IL TUO OBIETTIVO: Secondo la sentenza della Cassazione riportata, quale avvocato rappresenta e difende i ricorrenti?

TESTO DI RIFERIMENTO:
---------------
Sentenza Sentenza Cassazione Civile n. 6119 del 05/03/2020

Cassazione civile sez. VI, 05/03/2020, (ud. 24/09/2019, dep. 05/03/2020), n.6119

LA CORTE SUPREMA DI CASSAZIONE

SEZIONE SESTA CIVILE

SOTTOSEZIONE 2

Composta dagli Ill.mi Sigg.ri Magistrati:

Dott. D’ASCOLA Pasquale – Presidente –

Dott. COSENTINO Antonello – rel. Consigliere –

Dott. TEDESCO Giuseppe – Consigliere –

Dott. FORTUNATO Giuseppe – Consigliere –

Dott. OLIVA Stefano – Consigliere –

ha pronunciato la seguente:

ORDINANZA

sul ricorso 1251-2018 proposto da:

C.M.A., S.S., elettivamente domiciliati in

ROMA, PIAZZA CAVOUR, presso la CORTE DI CASSAZIONE, rappresentati e

difesi dall’avvocato EMANUELE MICELI;

– ricorrenti –

contro

V.A., elettivamente domiciliato in ROMA, VIA G. B.
---------------
RIGHE DI DATI:
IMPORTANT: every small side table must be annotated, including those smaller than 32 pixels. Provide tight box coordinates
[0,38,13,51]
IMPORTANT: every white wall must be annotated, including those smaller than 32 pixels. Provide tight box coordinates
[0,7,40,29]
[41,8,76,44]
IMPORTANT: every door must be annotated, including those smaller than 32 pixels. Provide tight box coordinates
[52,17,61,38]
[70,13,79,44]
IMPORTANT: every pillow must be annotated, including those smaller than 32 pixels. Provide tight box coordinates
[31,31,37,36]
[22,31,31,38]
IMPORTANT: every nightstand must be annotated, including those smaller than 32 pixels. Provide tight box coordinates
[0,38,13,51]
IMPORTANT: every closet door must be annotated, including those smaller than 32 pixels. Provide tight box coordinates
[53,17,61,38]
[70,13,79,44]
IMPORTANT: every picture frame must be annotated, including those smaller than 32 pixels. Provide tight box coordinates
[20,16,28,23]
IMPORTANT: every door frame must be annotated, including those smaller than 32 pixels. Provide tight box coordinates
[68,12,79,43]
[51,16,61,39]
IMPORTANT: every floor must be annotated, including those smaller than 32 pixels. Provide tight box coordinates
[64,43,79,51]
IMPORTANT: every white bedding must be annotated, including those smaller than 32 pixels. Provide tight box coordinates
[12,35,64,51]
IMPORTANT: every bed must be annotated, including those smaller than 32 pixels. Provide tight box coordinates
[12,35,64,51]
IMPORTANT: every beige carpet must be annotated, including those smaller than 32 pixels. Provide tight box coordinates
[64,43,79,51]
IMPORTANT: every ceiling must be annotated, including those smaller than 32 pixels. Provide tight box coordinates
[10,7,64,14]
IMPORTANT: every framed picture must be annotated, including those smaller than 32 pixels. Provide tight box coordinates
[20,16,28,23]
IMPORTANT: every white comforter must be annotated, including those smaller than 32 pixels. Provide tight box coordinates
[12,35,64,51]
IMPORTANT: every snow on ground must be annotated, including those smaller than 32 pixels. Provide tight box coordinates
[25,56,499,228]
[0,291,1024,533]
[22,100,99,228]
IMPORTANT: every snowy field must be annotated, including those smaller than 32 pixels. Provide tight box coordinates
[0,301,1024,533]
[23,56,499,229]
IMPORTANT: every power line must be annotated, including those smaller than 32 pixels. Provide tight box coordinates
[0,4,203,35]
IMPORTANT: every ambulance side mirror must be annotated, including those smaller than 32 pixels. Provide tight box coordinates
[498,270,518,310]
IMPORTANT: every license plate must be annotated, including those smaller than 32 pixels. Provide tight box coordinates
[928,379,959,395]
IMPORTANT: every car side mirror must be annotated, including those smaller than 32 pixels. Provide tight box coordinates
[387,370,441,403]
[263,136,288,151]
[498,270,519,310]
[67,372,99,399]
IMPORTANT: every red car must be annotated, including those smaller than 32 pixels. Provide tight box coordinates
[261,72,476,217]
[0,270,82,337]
---------------
RISPOSTA: L'avvocato Emanuele Miceli.